*WRITTEN INSTRUCTION*
Reproduce verbatim the final portion of the material below, from the line containing "Can you see the woman's nose?" through its last line, and nothing else.

*ENTRIES*

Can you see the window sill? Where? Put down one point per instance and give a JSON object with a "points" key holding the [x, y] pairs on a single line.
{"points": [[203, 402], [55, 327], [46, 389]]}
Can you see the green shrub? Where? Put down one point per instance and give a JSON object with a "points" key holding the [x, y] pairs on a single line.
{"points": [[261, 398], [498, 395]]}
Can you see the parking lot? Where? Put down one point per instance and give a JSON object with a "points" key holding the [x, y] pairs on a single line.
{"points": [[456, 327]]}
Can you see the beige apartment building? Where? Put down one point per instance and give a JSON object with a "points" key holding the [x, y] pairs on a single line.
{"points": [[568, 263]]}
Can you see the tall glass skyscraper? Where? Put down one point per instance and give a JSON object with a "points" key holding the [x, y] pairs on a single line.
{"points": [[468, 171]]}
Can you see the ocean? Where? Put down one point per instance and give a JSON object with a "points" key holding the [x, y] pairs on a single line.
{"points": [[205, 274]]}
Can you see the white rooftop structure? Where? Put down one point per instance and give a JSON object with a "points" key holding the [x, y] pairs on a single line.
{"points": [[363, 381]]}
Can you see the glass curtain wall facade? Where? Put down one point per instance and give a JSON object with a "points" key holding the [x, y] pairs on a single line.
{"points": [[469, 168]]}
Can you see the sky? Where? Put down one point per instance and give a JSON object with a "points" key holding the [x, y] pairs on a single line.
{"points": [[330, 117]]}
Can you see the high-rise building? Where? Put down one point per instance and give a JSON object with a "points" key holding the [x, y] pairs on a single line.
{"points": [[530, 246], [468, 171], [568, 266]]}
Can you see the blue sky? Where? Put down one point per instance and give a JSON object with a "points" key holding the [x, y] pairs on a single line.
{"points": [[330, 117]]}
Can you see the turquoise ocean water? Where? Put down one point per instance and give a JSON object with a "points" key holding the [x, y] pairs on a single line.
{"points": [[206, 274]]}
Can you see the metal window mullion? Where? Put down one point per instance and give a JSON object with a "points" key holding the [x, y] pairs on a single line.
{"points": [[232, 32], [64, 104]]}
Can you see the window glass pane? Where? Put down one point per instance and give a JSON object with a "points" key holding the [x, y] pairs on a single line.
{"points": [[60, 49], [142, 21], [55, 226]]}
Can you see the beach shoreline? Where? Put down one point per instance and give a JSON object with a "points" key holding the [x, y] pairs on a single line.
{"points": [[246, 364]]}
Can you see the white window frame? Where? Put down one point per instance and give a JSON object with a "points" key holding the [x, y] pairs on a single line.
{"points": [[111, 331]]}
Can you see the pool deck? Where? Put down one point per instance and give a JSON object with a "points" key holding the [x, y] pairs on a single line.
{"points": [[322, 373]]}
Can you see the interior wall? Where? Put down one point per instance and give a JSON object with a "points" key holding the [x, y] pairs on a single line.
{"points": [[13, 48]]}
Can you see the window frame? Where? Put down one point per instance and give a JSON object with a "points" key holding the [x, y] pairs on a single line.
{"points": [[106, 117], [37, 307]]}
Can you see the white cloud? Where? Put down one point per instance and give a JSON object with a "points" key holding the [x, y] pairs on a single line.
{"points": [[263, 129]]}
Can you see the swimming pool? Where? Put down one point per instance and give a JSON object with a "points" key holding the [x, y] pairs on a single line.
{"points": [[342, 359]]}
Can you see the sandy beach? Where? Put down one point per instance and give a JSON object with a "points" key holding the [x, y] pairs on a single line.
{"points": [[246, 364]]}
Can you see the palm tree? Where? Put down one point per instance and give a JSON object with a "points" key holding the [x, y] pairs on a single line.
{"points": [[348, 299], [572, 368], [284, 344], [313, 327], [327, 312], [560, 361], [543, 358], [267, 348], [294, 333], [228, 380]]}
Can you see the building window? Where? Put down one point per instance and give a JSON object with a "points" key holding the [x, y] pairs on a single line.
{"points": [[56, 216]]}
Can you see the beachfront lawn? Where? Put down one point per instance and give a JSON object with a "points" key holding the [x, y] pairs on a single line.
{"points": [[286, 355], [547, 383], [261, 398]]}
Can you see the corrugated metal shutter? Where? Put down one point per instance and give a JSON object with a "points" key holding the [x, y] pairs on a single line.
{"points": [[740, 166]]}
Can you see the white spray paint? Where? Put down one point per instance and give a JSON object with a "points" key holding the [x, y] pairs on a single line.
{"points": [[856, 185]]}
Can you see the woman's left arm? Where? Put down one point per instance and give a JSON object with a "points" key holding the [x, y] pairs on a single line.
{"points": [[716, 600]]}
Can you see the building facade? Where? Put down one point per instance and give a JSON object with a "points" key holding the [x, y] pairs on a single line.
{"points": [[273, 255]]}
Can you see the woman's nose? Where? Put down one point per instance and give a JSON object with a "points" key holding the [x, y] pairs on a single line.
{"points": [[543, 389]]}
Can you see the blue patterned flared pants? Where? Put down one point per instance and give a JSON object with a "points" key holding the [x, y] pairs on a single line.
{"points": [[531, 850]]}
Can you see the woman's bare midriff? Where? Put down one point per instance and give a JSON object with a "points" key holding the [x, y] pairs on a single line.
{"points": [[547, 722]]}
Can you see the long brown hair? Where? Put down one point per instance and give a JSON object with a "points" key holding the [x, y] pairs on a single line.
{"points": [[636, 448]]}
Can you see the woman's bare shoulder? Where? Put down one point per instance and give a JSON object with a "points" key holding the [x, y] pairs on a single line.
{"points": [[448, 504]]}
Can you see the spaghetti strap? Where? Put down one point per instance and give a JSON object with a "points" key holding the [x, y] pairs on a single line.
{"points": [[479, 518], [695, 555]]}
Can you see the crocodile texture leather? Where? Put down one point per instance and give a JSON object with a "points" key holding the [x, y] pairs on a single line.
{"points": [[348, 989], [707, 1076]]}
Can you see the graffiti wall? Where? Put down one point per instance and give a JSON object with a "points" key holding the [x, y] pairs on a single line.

*COMPLETE ANSWER*
Can you see the woman's nose? Where? Put down one point per instance and give a JSON object with a "points" key holding the [x, y] pairs on a single line.
{"points": [[543, 389]]}
Can you see the blue patterned flared pants? Where? Put down one point per instance and give a JSON object with a "points" key holding the [x, y] pairs on a single line.
{"points": [[531, 850]]}
Can you see the woman's bare midriff? Where? Put down one point per instance and give a JSON object with a "points" key holding the [x, y] pairs on a single line.
{"points": [[547, 722]]}
Can you see the long brown hair? Where? Put down one point per instance and give a JSON object with a "points" key holding the [x, y] pairs on a single line.
{"points": [[636, 448]]}
Can you see the woman's bare shoulder? Where? Put down one point per instance and give a JSON object with a "points" key holding the [x, y] pairs on a single line.
{"points": [[448, 504]]}
Can you see the spaghetti strap? Where? Put down one point per instance and give a JSON object with a "points" key holding the [x, y] pairs on a single line.
{"points": [[479, 518], [695, 555]]}
Can you see the crocodile texture leather? Where? Put down one point per instance and give a JSON object with a "points" key holding the [x, y] pairs on a single line.
{"points": [[348, 989], [707, 1076]]}
Can you see the graffiti wall? Where? Put down one point per instance and give a JSON object with a "points" key holding the [x, y] pairs on a single line.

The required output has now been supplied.